GIVEN DATA
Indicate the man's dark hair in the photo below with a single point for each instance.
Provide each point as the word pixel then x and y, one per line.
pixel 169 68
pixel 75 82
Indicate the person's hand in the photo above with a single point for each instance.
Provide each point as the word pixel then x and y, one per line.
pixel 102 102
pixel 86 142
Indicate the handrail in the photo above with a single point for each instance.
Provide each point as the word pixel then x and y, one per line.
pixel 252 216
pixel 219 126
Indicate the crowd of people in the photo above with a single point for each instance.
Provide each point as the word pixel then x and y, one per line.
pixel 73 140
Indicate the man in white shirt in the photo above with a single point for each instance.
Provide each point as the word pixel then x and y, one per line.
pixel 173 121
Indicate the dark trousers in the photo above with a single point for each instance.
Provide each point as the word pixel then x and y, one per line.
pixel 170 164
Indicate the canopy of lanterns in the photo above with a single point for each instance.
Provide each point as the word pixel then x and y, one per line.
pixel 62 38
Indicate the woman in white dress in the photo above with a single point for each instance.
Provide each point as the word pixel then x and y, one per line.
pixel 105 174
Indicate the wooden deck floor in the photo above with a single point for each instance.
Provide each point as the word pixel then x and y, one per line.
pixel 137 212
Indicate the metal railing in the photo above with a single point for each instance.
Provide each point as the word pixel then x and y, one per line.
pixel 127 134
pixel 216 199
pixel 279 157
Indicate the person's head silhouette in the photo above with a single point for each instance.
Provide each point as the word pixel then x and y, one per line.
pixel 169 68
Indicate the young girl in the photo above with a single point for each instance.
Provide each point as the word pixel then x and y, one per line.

YOUR ASSIGNMENT
Go through the records and report each line that contains "Indicate".

FINISHED TASK
Indicate the man's dark hair in the photo below with a single point for each instance.
Indicate the person's hand in the photo above with a single point for each instance.
Indicate the handrail in the photo above with a single point for each instance.
Indicate the crowd of people in the photo above with a single point for each instance.
Indicate the man in white shirt in the photo above with a single point for each instance.
Indicate the dark trousers in the photo above with a single point for each instance.
Indicate the canopy of lanterns in the photo above with a single point for each instance.
Indicate the woman in white dress in the photo above with a single point for each instance.
Indicate the wooden deck floor in the photo above with a single point for each instance.
Indicate the metal railing in the photo above with a single point for each instance.
Indicate the person's head silhouette in the photo above with a single point for each instance.
Indicate the young girl in the photo above with a single point for each instance.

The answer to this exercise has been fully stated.